=== EXERCISE GOAL ===
The records below must be returned in full and unaltered.

=== EXCERPTED RECORDS ===
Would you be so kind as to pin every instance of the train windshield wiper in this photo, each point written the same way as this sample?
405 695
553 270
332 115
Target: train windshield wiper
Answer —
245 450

=== ANSWER BOX ===
Would you be so kind as to pin every instance of the train windshield wiper in this photo, each point written the same way as this sample?
405 695
553 270
332 115
Target: train windshield wiper
Answer —
245 450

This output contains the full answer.